Estratto selezionato >>
La questione della libertà di parola non è mai stata così rilevante per la Croazia, il più giovane membro dell’UE e un paese con una sua europarlamentare nominata vicepresidente della Commissione europea per la Democrazia.

Una questione che riemerge dopo che lunedì 16 settembre il giornalista Gordan Duhaček è stato arrestato all’aeroporto di Zagabria mentre stava per lasciare il paese. Trattenuto per tutta la giornata, è stato interrogato e infine multato di 100 euro per aver scritto un tweet “anti-polizia”. Adesso è in attesa di un’altra sentenza per aver scritto in un tweet la trasposizione satirica di una canzone patriottica.

Duhaček, che scrive per il portale giornalistico Index.hr , ha detto a BIRN di considerare il suo arresto e la sua condanna un ulteriore gesto di pressione su giornalisti, cittadini e libertà di parola in Croazia.

"La questione della libertà di parola in Croazia non è mai stata risolta del tutto, e la società croata non è matura abbastanza per portare avanti questo tema", ha detto Duhaček a BIRN, evidenziando l’esistenza di diversi criteri per cui un singolo può essere processato a seconda che si tratti di parola scritta o semplicemente pronunciata.

La canzone satirica era “offensiva della morale nazionale”

Il “controverso” tweet, che metteva in discussione il trattamento che la polizia riserva agli arrestati e conteneva l’acronimo ACAB (“All Coppers are Bastards” / “Tutti i poliziotti sono bastardi”), risale al luglio dell’anno scorso.

Dati di partenza >>

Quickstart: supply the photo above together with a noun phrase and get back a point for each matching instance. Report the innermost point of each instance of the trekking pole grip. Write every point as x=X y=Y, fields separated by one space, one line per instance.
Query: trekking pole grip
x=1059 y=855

Da svolgere >>
Riporta parola per parola il passo dell'estratto che comincia dalle parole "La questione della libertà di parola non" e si ferma dopo "una canzone patriottica.". Ci si basa unicamente sull'estratto.

Risultato >>
La questione della libertà di parola non è mai stata così rilevante per la Croazia, il più giovane membro dell’UE e un paese con una sua europarlamentare nominata vicepresidente della Commissione europea per la Democrazia.

Una questione che riemerge dopo che lunedì 16 settembre il giornalista Gordan Duhaček è stato arrestato all’aeroporto di Zagabria mentre stava per lasciare il paese. Trattenuto per tutta la giornata, è stato interrogato e infine multato di 100 euro per aver scritto un tweet “anti-polizia”. Adesso è in attesa di un’altra sentenza per aver scritto in un tweet la trasposizione satirica di una canzone patriottica.